■ **What the task requires**
Only the lines from the line holding "indicate the reflected skyscraper, one" to the last line should be output, each exactly as given.

[START]

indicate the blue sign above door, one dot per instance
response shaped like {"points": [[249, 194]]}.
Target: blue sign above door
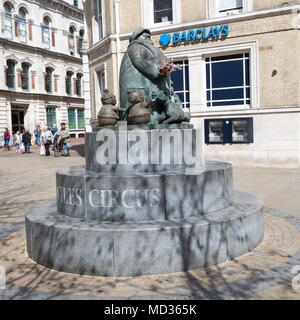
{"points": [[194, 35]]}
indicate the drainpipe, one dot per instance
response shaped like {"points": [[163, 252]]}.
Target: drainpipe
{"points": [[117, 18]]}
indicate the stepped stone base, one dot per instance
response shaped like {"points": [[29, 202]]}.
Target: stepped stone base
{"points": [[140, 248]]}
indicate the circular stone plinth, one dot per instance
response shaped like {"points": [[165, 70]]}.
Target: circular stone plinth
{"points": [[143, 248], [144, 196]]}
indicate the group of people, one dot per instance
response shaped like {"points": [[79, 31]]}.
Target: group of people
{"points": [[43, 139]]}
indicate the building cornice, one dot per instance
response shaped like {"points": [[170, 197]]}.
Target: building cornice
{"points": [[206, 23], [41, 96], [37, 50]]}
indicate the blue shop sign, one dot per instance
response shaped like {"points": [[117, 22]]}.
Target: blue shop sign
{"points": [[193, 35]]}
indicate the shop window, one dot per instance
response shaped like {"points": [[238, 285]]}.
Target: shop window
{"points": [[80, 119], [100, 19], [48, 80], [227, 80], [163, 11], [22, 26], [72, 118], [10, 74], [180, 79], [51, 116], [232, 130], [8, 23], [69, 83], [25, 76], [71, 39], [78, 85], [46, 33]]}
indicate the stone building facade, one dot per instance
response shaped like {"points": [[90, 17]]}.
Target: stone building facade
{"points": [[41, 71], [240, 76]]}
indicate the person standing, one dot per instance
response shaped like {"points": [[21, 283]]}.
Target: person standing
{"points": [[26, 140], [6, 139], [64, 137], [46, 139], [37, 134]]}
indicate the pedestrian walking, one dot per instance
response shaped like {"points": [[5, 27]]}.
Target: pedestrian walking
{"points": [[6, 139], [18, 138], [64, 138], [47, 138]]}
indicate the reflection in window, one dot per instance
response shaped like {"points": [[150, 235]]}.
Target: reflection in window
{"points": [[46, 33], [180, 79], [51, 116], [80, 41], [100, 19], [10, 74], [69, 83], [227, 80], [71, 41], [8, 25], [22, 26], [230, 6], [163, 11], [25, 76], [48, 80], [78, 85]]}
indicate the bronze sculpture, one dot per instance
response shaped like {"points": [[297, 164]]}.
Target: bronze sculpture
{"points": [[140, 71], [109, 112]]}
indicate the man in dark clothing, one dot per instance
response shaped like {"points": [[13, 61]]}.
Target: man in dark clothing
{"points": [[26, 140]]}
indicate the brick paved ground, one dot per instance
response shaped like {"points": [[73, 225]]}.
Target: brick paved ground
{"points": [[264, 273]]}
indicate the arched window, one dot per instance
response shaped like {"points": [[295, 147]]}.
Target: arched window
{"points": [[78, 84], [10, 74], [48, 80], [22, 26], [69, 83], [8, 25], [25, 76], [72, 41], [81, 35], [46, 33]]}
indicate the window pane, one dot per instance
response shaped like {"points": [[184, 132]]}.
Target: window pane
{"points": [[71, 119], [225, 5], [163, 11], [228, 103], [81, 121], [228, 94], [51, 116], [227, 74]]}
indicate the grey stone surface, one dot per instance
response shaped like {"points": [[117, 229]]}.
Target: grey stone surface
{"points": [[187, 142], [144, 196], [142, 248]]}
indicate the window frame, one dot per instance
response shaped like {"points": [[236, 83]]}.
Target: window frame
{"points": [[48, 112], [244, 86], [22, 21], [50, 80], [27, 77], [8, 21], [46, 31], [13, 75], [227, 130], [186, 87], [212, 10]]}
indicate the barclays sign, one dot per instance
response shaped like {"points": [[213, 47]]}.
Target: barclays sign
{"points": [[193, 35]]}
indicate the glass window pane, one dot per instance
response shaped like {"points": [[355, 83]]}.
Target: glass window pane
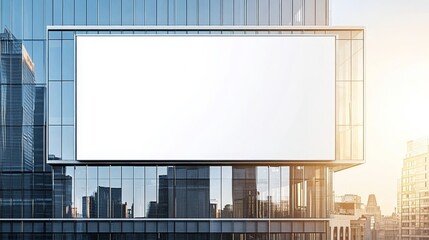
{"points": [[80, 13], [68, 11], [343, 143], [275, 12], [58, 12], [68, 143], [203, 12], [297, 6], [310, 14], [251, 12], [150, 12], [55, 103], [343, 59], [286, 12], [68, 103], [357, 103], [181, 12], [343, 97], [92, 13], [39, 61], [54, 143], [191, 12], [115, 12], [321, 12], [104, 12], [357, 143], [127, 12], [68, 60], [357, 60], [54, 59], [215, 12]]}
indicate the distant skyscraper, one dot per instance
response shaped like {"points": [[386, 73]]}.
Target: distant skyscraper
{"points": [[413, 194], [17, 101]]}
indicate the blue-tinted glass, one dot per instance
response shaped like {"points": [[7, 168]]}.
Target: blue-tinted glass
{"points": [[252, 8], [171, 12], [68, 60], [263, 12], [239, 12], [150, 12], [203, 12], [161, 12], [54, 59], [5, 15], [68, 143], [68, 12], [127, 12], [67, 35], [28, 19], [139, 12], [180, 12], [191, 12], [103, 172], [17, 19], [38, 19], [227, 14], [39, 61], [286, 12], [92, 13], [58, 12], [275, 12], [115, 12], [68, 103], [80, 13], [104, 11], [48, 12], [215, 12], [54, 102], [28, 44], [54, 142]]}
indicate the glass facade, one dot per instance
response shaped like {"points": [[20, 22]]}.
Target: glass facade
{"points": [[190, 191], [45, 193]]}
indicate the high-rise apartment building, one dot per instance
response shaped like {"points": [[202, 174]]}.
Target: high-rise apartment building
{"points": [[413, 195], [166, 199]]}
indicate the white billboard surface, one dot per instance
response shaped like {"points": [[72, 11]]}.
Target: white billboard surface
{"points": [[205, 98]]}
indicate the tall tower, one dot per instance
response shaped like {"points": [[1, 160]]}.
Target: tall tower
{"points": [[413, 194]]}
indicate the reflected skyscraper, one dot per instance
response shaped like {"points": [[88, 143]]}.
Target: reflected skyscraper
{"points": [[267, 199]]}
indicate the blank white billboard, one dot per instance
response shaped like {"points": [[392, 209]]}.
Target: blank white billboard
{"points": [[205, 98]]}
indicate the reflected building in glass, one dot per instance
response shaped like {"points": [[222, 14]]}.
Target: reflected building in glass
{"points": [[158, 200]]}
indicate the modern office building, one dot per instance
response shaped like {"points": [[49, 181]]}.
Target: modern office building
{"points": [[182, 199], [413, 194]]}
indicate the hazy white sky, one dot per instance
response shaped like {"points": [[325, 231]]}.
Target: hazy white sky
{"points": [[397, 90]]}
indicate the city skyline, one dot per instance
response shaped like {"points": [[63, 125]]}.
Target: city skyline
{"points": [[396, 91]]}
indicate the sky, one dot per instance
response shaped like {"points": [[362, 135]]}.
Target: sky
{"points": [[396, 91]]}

[END]

■ **Response to this task**
indicate the reflected skyscraper, one dot per instance
response shaped like {"points": [[88, 143]]}.
Target: reflected skyscraper
{"points": [[267, 199]]}
indicate the blank white billboard, one dot per instance
response shaped like {"points": [[392, 209]]}.
Target: blank white billboard
{"points": [[205, 98]]}
indicate the reflected building in glass, one dot per instance
response shaped like {"points": [[222, 14]]}.
Target: reflected building in glass
{"points": [[158, 200]]}
indicate the modern office building, one dot per instance
response shaped like {"points": [[49, 181]]}.
Target: modern office building
{"points": [[182, 199], [413, 194]]}
indicate the hazy white sky, one dot per instance
response shaped like {"points": [[325, 231]]}.
Target: hazy white sky
{"points": [[397, 90]]}
indicate the city skyline, one dot per instance
response shaped like {"points": [[63, 125]]}.
Target: city skyline
{"points": [[396, 91]]}
indicate the sky, one dot per instance
response shaped like {"points": [[362, 135]]}.
Target: sky
{"points": [[396, 91]]}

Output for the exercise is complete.